> _EXCERPTED TEXT_
My take on it - speaking as a father of a 9 year old JOAD shooter.

Interspersed below with a ***

-Steve



> My daughter has been shooting JOAD at the local archery shop for the past 14 weeks (she has finished 2-7week sessions) and she is really enjoying herself and doing well (she has earned her 1, 2 and 3 star pins so far in 10 meter, big face target). She never shot a bow prior to this.
> /quote]
> 
> *** Congrats on getting her started!
> ...


----------



## jjc155 (Feb 1, 2005)

Thanks for the reponses guys.

Beastmaster as for the pins I'm was just thinking about the 9 star pins (indoors), not the olympian pins but I see what you are saying that it would take a while. I think maybe after the next 7week session I will let her make the choice as for recurve vs compound. 

I'm trying to avoid being an overbearing parent with this, LOL, I'm really trying to stress with her that this is all about fun and not about a score and the coaches in her program are great about that too. 

Thanks for the info and please add anything else that you think would help.

J-


----------



## Warbow (Apr 18, 2006)

Recurve vs. compound is almost as much a social choice as an equipment choice since her friends may all have one or another and the local competition may favor one or another. I think Beastmaster makes a good point about the pins. They are not trivial to earn.

> _RAW RECORDS_

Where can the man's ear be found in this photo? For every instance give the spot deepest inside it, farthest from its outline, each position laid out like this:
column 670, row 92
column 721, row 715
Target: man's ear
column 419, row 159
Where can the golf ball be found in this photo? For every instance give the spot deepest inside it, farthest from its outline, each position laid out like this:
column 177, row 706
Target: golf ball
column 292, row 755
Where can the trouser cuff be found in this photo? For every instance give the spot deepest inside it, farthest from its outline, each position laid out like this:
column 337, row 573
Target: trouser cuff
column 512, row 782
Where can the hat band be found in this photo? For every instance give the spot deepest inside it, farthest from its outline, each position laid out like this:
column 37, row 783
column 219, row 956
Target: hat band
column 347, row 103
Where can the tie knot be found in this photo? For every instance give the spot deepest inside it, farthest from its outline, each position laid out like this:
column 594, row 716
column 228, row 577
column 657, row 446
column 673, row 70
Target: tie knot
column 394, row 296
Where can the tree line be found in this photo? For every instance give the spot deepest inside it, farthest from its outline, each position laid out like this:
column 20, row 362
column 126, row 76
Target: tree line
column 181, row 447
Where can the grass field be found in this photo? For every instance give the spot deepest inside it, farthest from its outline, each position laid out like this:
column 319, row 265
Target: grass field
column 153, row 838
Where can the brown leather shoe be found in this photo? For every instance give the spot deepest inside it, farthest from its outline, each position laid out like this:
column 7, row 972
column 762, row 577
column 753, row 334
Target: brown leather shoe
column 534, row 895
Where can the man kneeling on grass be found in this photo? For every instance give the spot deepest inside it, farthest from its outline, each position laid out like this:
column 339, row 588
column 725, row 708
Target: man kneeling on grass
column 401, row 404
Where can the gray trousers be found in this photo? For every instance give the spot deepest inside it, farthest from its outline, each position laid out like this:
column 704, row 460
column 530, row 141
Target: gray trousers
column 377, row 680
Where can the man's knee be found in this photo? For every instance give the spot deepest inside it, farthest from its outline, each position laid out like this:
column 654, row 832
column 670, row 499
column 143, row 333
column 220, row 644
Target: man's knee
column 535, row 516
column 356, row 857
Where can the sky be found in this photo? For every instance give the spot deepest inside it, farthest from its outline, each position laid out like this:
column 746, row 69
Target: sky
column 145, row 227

> _WRITTEN TASK 1_
In the archery thread, why does Warbow call recurve versus compound almost as much a social choice as an equipment choice? Please answer in one to three sentences.
> _WRITTEN TASK 2_
According to the archery thread, which pins has the daughter earned so far?

> _RESULT 1_
Warbow says it is partly a social choice because the girl's friends may all shoot one type or the other. The local competition may also favor one of the two.

> _RESULT 2_
She has earned her 1, 2 and 3 star pins in 10 meter, big face target.